Rewrite the items from the start through the line containing "15, 638, 774, 767", changing "you see" to "can be found" and leaving everything else unchanged.

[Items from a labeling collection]
:::

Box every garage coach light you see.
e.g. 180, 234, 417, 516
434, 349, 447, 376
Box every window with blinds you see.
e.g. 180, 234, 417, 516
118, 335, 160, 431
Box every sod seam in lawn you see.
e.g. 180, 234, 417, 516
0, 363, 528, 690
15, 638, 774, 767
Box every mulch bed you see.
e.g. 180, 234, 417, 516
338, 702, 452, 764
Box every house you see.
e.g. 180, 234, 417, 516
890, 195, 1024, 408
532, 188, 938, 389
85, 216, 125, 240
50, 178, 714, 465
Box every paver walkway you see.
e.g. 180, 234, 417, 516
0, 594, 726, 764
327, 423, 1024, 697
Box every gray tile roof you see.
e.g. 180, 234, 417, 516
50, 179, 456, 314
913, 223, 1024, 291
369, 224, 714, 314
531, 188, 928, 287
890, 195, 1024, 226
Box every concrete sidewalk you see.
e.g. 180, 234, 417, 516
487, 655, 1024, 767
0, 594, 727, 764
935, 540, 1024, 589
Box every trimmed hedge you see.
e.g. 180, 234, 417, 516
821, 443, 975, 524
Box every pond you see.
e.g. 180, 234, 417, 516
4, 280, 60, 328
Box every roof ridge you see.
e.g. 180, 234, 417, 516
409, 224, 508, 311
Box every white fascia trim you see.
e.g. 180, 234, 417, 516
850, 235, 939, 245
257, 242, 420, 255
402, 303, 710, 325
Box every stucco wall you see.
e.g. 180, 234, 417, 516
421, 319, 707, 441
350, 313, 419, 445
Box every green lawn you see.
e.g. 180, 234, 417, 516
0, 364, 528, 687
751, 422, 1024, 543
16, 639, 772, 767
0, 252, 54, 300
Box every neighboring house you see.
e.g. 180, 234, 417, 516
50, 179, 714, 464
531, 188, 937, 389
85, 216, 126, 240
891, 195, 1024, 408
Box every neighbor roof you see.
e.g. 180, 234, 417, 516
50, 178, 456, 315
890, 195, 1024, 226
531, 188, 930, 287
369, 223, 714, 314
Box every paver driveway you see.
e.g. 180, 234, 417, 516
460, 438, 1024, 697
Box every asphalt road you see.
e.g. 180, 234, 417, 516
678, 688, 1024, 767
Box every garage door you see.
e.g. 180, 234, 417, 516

:::

> [RESPONSE FOR THIS EXERCISE]
Box every garage coach light can be found.
e.g. 180, 234, 417, 516
434, 349, 447, 376
Box every window with blinds can be found.
e.g. 180, 234, 417, 516
118, 335, 160, 431
Box every sod seam in lawn can be found.
e.g. 180, 234, 417, 516
0, 363, 528, 690
15, 638, 774, 767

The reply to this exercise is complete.